◆ Document section

++++++++++++++++++++

COLEG-107 Medical Thinking: Expertise, Evidence, and Values in Health

Ethical questions surrounding health and medicine rarely have simple answers: the evidence can be uncertain, knowledge is historically situated, values can conflict, and decisions affect real lives. This first-year course explores how medical reasoning and decision-making depend on drawing from multiple forms of expertise, forms of evidence, and ways of knowing. We will explore human health through a multi-disciplinary lens, including the humanities, social sciences, natural sciences and arts. Students will learn how different disciplines and expertise shape our understanding of health and how we navigate difficult choices made within its context. By examining different roles and perspectives (patients and families, physicians, researchers, policy makers, and innovators), and how these roles have been defined and transformed over time, students will practice communicating across differences and building well-rounded ethical arguments that integrate multiple kinds of knowledge. Through case studies, discussion, and writing, students will build a flexible toolkit for thoughtful leadership in health-related fields.

Maximum Enrollment

Other

(First Year Course, Experiential Learning.)

Credits

1

Notes

This course is designed for participants in the Levitt Center Justice/Health Lab offered fall 2026. This course will serve as the major experiential learning component of the Justice Lab experience.

++++++++++++++++++++

◆ Information supplied
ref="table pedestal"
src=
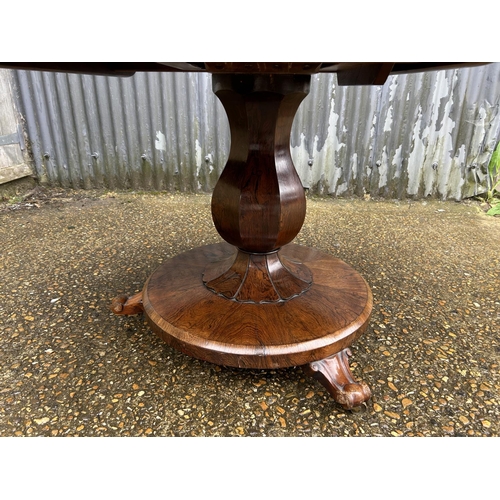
[112,75,373,409]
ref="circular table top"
[0,62,488,85]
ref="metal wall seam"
[10,63,500,199]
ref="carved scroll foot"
[304,349,372,410]
[110,292,144,316]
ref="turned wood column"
[203,74,312,303]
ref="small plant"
[486,142,500,215]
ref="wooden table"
[2,63,480,409]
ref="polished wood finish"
[143,243,372,368]
[303,349,372,410]
[112,72,374,408]
[212,75,311,253]
[207,75,311,303]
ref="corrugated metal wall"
[11,63,500,199]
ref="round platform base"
[142,243,373,368]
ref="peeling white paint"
[351,153,358,180]
[194,139,202,169]
[155,130,167,151]
[389,75,398,101]
[378,146,389,189]
[384,105,392,132]
[290,132,311,189]
[391,144,403,178]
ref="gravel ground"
[0,188,500,437]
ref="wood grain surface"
[142,243,372,368]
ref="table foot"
[303,348,371,410]
[110,292,144,316]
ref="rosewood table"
[2,63,482,409]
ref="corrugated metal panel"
[11,63,500,199]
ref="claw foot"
[304,349,372,410]
[110,292,144,316]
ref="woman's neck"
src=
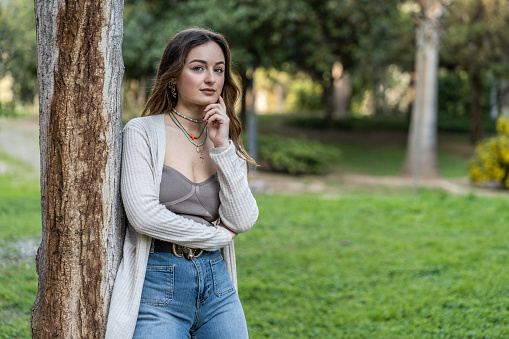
[171,105,205,133]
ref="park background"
[0,0,509,338]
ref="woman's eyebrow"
[189,59,225,65]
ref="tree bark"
[470,72,482,144]
[31,0,124,338]
[401,0,443,182]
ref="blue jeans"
[133,244,248,339]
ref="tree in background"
[442,0,509,143]
[402,0,444,182]
[31,0,123,338]
[0,0,37,104]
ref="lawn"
[0,117,509,339]
[236,190,509,338]
[0,154,41,339]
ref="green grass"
[0,154,41,339]
[236,190,509,339]
[0,143,509,339]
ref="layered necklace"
[168,108,209,155]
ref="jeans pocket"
[210,256,235,297]
[141,266,174,306]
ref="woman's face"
[175,42,226,106]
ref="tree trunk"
[31,0,124,338]
[323,79,334,128]
[402,0,443,183]
[470,72,482,144]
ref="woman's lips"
[201,88,216,95]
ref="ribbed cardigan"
[106,114,258,339]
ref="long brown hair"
[142,28,257,166]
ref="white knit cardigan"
[106,114,258,339]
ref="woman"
[106,29,258,339]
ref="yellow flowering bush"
[470,117,509,188]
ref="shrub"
[259,135,340,175]
[470,117,509,188]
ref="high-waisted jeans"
[133,243,248,339]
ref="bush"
[259,135,340,175]
[470,117,509,188]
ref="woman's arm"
[210,142,258,233]
[121,121,232,250]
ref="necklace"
[168,111,209,153]
[172,108,205,122]
[170,112,207,140]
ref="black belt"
[154,239,203,260]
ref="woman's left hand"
[203,96,230,147]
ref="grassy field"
[236,191,509,338]
[0,115,509,339]
[0,154,41,339]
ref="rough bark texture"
[31,0,123,338]
[402,0,443,180]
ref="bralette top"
[159,165,220,225]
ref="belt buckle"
[171,244,203,260]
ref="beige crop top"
[159,165,220,225]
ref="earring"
[170,82,177,98]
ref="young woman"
[106,29,258,339]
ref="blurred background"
[0,0,509,338]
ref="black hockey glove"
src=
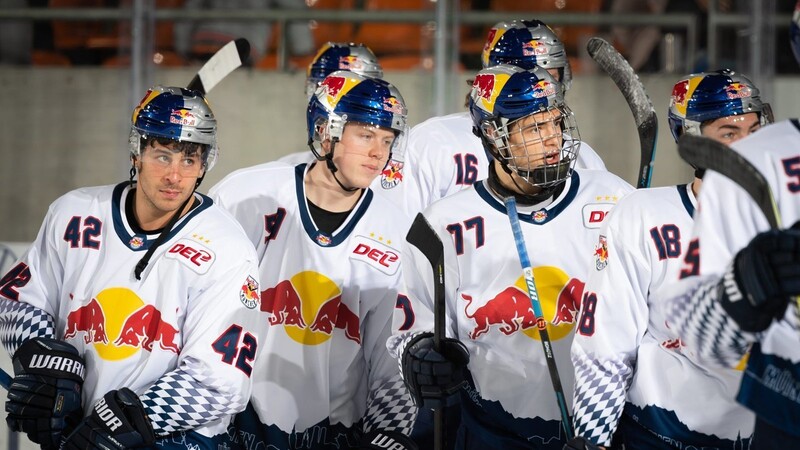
[61,388,156,450]
[564,436,603,450]
[6,338,86,449]
[355,430,418,450]
[403,333,469,408]
[718,229,800,332]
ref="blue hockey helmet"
[668,69,773,142]
[469,64,580,187]
[306,42,383,99]
[129,86,219,172]
[306,70,408,159]
[481,20,572,89]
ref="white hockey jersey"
[387,170,633,449]
[0,182,266,436]
[210,162,413,449]
[572,185,755,449]
[665,119,800,440]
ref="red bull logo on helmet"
[261,271,361,345]
[169,109,197,127]
[461,266,584,340]
[533,80,556,98]
[64,288,182,361]
[725,83,753,99]
[381,159,403,189]
[522,40,548,56]
[239,275,261,309]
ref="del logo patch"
[350,236,400,275]
[583,203,614,228]
[164,239,216,275]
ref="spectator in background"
[175,0,314,62]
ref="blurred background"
[0,0,800,450]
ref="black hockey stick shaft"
[186,38,250,95]
[678,134,781,228]
[586,37,658,188]
[406,213,445,450]
[504,197,575,440]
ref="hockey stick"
[678,134,800,312]
[678,134,781,229]
[406,213,445,450]
[186,38,250,95]
[504,196,575,440]
[586,37,658,189]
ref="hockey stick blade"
[186,38,250,95]
[678,134,781,228]
[586,37,658,188]
[406,213,445,450]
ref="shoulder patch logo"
[350,236,400,275]
[164,239,216,275]
[239,275,261,309]
[594,235,608,271]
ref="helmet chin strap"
[325,138,361,192]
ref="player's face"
[508,108,563,171]
[135,140,203,230]
[333,122,395,188]
[702,113,761,144]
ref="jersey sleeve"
[571,203,651,446]
[141,236,267,435]
[0,203,64,356]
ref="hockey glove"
[61,388,156,450]
[356,430,417,450]
[564,436,604,450]
[403,333,469,409]
[718,229,800,332]
[6,338,86,449]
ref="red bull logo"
[461,266,584,340]
[114,305,180,354]
[239,275,261,309]
[669,80,689,108]
[64,288,181,360]
[522,40,547,56]
[725,83,753,99]
[383,97,406,114]
[261,271,361,345]
[339,55,364,70]
[472,73,494,101]
[381,159,403,189]
[533,80,556,98]
[169,109,197,127]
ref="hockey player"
[400,20,606,215]
[387,65,633,449]
[572,70,772,449]
[664,13,800,450]
[211,71,414,450]
[278,42,383,166]
[0,86,266,449]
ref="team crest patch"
[594,236,608,270]
[531,209,547,223]
[128,236,144,250]
[239,275,261,309]
[381,159,403,189]
[317,233,331,247]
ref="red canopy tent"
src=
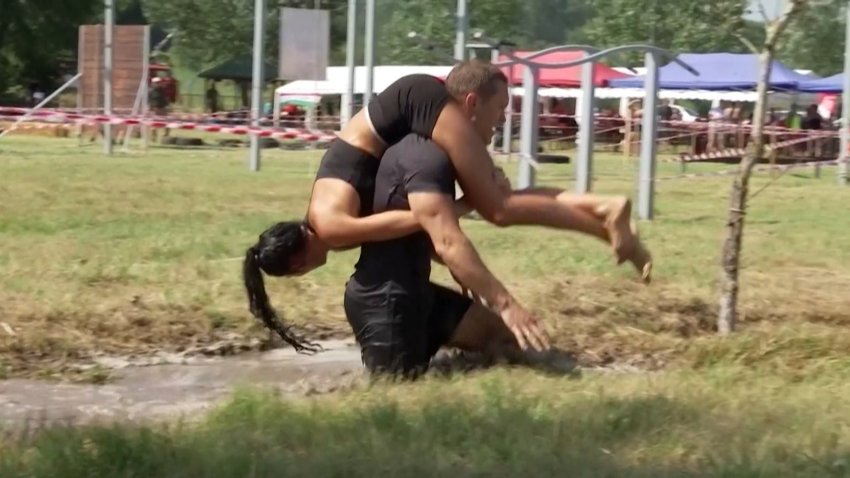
[499,51,630,88]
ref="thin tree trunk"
[717,0,808,335]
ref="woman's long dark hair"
[242,221,321,353]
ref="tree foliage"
[0,0,103,94]
[582,0,750,66]
[777,0,847,75]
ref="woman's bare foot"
[628,221,652,284]
[597,197,637,265]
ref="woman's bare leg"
[506,187,652,282]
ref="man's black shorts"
[344,278,472,378]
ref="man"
[243,61,652,358]
[344,65,548,378]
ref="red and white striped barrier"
[655,159,848,181]
[0,108,336,142]
[679,132,836,163]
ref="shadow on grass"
[0,377,844,478]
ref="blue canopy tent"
[609,53,812,90]
[800,73,844,93]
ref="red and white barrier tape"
[0,109,336,142]
[655,159,848,181]
[679,133,835,163]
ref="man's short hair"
[446,59,508,99]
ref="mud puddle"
[0,340,363,430]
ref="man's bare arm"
[311,190,468,249]
[408,192,514,310]
[408,192,549,350]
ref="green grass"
[0,368,850,478]
[0,136,850,478]
[0,132,850,376]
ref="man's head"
[446,60,510,143]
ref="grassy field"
[0,137,850,375]
[0,136,850,477]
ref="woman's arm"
[307,179,472,249]
[431,101,510,225]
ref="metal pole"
[838,1,850,186]
[638,52,658,219]
[140,26,151,151]
[363,0,375,107]
[0,73,83,138]
[490,48,500,151]
[576,53,596,194]
[249,0,266,171]
[455,0,469,61]
[103,0,115,155]
[340,0,357,129]
[517,65,540,189]
[502,61,514,157]
[123,25,151,151]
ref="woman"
[244,67,651,352]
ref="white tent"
[273,65,452,127]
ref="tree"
[777,0,847,76]
[582,0,748,66]
[142,0,278,69]
[0,0,103,94]
[717,0,809,334]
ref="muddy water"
[0,341,363,429]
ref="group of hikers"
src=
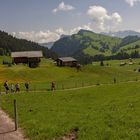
[4,80,56,94]
[4,80,29,94]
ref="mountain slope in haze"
[0,31,57,57]
[101,30,140,38]
[40,42,54,49]
[51,30,121,56]
[51,30,140,61]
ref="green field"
[0,58,140,140]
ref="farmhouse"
[57,57,78,67]
[11,51,43,67]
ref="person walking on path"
[10,84,15,93]
[25,82,29,92]
[15,83,20,92]
[4,80,9,94]
[51,82,55,91]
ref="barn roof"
[58,57,77,62]
[11,51,43,58]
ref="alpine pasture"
[0,57,140,140]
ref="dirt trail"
[0,109,25,140]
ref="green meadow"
[0,58,140,140]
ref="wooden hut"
[57,57,78,67]
[11,51,43,67]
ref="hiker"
[25,82,29,92]
[10,84,15,93]
[51,82,55,90]
[114,78,116,84]
[4,80,9,94]
[15,83,20,92]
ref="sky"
[0,0,140,43]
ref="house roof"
[11,51,43,58]
[58,57,77,62]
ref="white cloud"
[13,30,60,43]
[52,1,75,13]
[125,0,140,7]
[12,23,92,43]
[87,6,122,31]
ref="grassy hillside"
[0,57,140,90]
[0,83,140,140]
[0,57,140,140]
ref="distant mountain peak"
[78,29,94,34]
[101,30,140,38]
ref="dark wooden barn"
[11,51,43,67]
[57,57,78,67]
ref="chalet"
[57,57,78,67]
[11,51,43,67]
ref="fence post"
[14,99,18,131]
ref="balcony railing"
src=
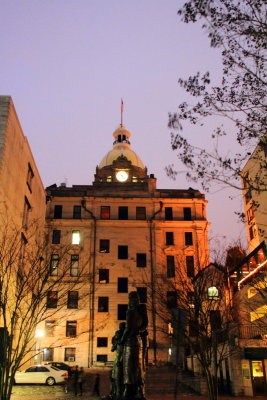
[238,324,267,339]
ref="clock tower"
[93,125,156,190]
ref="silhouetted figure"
[78,367,85,396]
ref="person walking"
[92,374,100,396]
[72,365,79,396]
[78,367,85,396]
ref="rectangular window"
[43,347,54,361]
[22,197,31,229]
[52,229,61,244]
[185,256,195,278]
[136,207,146,219]
[136,287,147,303]
[98,297,108,312]
[99,239,109,253]
[184,232,193,246]
[67,290,79,308]
[136,253,146,268]
[118,246,128,260]
[54,205,63,219]
[50,254,59,276]
[27,163,34,192]
[73,206,82,219]
[166,256,175,278]
[71,231,81,244]
[184,207,192,221]
[100,206,110,219]
[45,321,56,336]
[165,207,173,221]
[118,278,128,293]
[70,254,79,276]
[46,290,58,308]
[66,321,77,337]
[97,337,108,347]
[64,347,76,362]
[247,207,254,224]
[99,268,109,283]
[167,291,177,308]
[118,304,128,321]
[119,206,128,219]
[210,310,222,331]
[96,354,108,362]
[166,232,174,246]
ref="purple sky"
[0,0,248,247]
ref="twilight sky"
[0,0,245,247]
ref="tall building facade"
[39,125,209,366]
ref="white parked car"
[15,365,68,386]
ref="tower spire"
[121,99,124,127]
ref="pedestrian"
[78,367,85,396]
[92,374,100,396]
[72,365,79,396]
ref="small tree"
[148,258,238,400]
[0,223,89,400]
[167,0,267,192]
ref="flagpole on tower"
[121,99,123,126]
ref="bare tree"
[140,257,237,400]
[0,223,90,400]
[169,0,267,193]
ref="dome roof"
[98,125,145,169]
[99,148,145,169]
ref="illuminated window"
[73,206,82,219]
[98,297,108,312]
[42,347,54,362]
[46,290,58,308]
[184,232,193,246]
[52,229,61,244]
[70,254,79,276]
[184,207,192,221]
[136,207,146,219]
[67,290,79,308]
[66,321,77,337]
[27,164,34,192]
[97,337,108,347]
[99,268,109,283]
[165,207,173,221]
[166,256,175,278]
[54,205,62,219]
[208,286,219,299]
[136,253,146,268]
[22,197,31,229]
[118,278,128,293]
[100,206,110,219]
[71,231,81,244]
[185,256,195,278]
[50,254,59,276]
[45,321,55,336]
[64,347,76,362]
[166,232,174,246]
[99,239,109,253]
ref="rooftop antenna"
[121,99,124,127]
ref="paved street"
[11,369,267,400]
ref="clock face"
[116,171,128,182]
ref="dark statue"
[108,292,148,400]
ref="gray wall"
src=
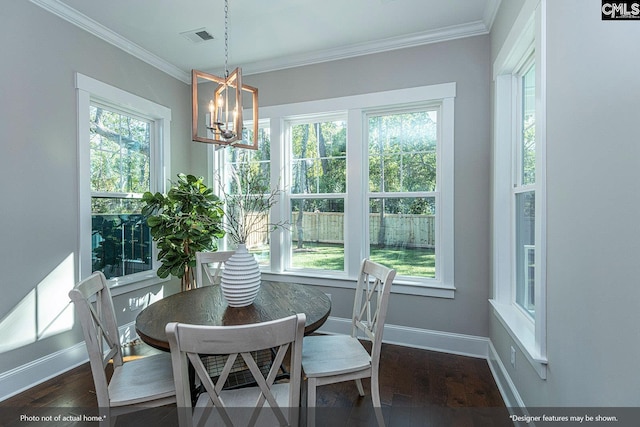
[490,0,640,407]
[232,36,491,337]
[0,1,192,372]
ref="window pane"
[291,199,344,271]
[91,197,152,279]
[521,65,536,185]
[225,127,271,266]
[90,106,151,193]
[369,110,438,192]
[515,191,536,316]
[291,120,347,194]
[369,197,436,278]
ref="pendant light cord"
[224,0,229,78]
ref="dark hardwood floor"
[0,344,513,427]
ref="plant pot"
[220,243,262,307]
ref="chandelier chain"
[224,0,229,78]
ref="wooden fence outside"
[247,212,436,248]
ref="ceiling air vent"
[180,28,214,43]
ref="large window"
[368,108,439,279]
[76,74,171,283]
[287,117,347,271]
[512,61,536,317]
[221,122,271,267]
[225,83,455,298]
[89,103,152,279]
[491,0,546,378]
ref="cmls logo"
[602,0,640,20]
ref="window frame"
[245,82,456,298]
[75,73,171,288]
[490,0,547,379]
[364,102,445,283]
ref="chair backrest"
[166,314,306,427]
[69,272,122,408]
[351,259,396,365]
[196,251,234,288]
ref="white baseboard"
[487,342,525,408]
[319,317,489,359]
[0,341,89,402]
[0,317,525,408]
[319,317,525,408]
[0,322,137,402]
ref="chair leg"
[307,378,317,427]
[371,373,385,427]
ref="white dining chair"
[69,272,176,425]
[302,259,396,425]
[166,314,306,427]
[196,251,234,288]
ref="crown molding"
[30,0,501,83]
[30,0,191,83]
[221,21,489,75]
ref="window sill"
[107,270,170,296]
[489,300,547,380]
[262,271,456,299]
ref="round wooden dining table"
[136,280,331,351]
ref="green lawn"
[293,244,436,277]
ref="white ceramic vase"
[220,243,261,307]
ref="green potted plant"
[142,174,225,291]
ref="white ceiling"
[31,0,500,81]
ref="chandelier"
[191,0,258,150]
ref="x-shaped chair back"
[69,272,123,407]
[351,259,396,372]
[166,314,305,427]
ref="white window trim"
[75,73,171,288]
[255,83,456,298]
[490,0,547,379]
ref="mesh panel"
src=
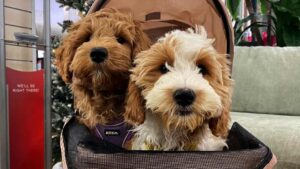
[75,147,268,169]
[61,118,272,169]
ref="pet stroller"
[61,0,272,169]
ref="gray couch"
[232,47,300,169]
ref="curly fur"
[124,27,232,150]
[55,9,150,128]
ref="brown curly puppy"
[55,9,150,128]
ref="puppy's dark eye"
[117,36,126,44]
[198,64,208,75]
[159,64,169,74]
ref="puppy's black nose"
[173,89,196,107]
[90,47,108,63]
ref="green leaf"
[235,22,268,44]
[226,0,241,20]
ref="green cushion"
[232,47,300,115]
[232,112,300,169]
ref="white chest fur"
[132,112,227,151]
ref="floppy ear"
[209,55,232,138]
[124,80,145,125]
[55,16,91,83]
[132,21,151,58]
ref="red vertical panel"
[7,68,44,169]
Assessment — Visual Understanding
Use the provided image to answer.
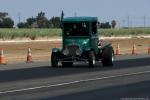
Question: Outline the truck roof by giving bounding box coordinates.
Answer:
[63,16,97,22]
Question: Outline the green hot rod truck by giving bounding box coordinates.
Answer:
[51,17,114,67]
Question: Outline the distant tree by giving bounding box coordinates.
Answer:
[26,17,36,27]
[0,12,14,28]
[0,12,8,18]
[111,20,116,28]
[99,22,111,29]
[36,12,49,28]
[3,18,14,28]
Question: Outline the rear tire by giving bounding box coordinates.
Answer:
[62,62,73,67]
[89,51,95,67]
[102,47,114,67]
[51,53,59,68]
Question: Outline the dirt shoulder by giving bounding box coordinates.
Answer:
[0,38,150,64]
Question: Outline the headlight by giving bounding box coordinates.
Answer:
[63,49,69,56]
[76,49,82,56]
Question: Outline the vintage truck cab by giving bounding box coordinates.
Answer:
[51,17,114,67]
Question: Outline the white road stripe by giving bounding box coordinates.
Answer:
[0,71,150,94]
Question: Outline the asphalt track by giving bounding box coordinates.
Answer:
[0,54,150,100]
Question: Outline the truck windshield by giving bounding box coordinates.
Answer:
[64,22,89,36]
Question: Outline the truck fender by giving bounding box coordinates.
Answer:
[52,48,60,53]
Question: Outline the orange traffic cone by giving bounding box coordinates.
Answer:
[26,47,33,63]
[132,44,137,55]
[0,49,6,65]
[116,43,121,55]
[148,46,150,54]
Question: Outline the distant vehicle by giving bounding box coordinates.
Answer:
[51,17,114,67]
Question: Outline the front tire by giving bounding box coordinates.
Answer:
[51,53,59,68]
[62,62,73,67]
[102,47,114,67]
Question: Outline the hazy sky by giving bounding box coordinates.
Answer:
[0,0,150,26]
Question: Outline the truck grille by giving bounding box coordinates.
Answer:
[67,45,79,56]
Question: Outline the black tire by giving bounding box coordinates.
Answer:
[89,51,95,67]
[102,47,114,67]
[62,62,73,67]
[51,53,59,68]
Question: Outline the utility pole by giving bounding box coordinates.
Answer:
[18,12,21,23]
[127,16,130,28]
[74,12,77,17]
[143,15,146,28]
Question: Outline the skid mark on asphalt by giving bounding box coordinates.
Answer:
[0,71,150,94]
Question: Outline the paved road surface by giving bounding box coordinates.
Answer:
[0,55,150,100]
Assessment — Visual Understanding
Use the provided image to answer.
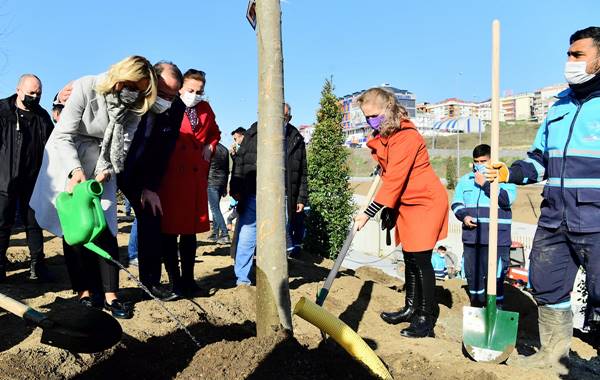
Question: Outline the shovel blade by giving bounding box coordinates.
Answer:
[463,306,519,363]
[40,305,123,353]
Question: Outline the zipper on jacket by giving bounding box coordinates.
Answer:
[560,99,587,228]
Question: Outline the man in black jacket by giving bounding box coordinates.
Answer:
[207,144,231,244]
[0,74,53,282]
[117,61,185,301]
[230,103,308,285]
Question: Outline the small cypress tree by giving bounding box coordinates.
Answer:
[304,80,354,259]
[446,156,456,190]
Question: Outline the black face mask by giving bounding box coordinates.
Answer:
[23,95,40,109]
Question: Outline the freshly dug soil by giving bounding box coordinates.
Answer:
[0,223,600,380]
[177,332,372,380]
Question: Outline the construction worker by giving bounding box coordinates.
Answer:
[486,27,600,373]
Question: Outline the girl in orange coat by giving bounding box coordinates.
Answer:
[355,88,448,338]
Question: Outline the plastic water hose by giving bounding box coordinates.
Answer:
[294,297,392,380]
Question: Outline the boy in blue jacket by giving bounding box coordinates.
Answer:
[452,144,517,307]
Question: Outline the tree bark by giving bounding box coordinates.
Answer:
[256,0,292,336]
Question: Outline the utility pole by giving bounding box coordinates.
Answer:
[256,0,292,337]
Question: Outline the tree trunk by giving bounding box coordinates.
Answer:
[256,0,292,336]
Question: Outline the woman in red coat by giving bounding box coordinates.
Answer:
[355,88,448,338]
[159,69,221,295]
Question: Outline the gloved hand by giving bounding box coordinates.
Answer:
[483,162,510,183]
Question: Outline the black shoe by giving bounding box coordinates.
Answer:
[79,294,104,310]
[400,315,435,338]
[104,299,133,319]
[380,306,415,325]
[380,255,421,325]
[143,285,181,302]
[29,261,52,282]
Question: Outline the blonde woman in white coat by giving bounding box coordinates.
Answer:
[30,56,157,318]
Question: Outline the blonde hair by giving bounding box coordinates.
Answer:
[356,87,410,137]
[96,55,157,114]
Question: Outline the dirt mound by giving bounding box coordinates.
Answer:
[0,223,600,380]
[177,332,371,380]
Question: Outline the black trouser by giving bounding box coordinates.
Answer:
[132,203,165,287]
[0,189,44,267]
[63,228,119,293]
[463,244,508,305]
[162,234,197,286]
[402,250,437,316]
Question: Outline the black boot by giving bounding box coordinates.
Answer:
[381,255,420,325]
[400,257,437,338]
[29,254,51,282]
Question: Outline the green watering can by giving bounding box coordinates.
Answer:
[56,179,112,260]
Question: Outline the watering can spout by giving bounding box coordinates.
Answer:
[56,180,110,258]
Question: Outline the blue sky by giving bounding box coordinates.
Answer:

++++++++++++++++++++

◆ Required work
1. According to the course description, the course is designed for participants in which program?
2. Translate this sentence from the course description into Spanish: "Through case studies, discussion, and writing, students will build a flexible toolkit for thoughtful leadership in health-related fields."

◆ Written responses
1. The Levitt Center Justice/Health Lab offered fall 2026.

2. A través de estudios de caso, debates y escritura, los estudiantes desarrollarán un conjunto flexible de herramientas para un liderazgo reflexivo en campos relacionados con la salud.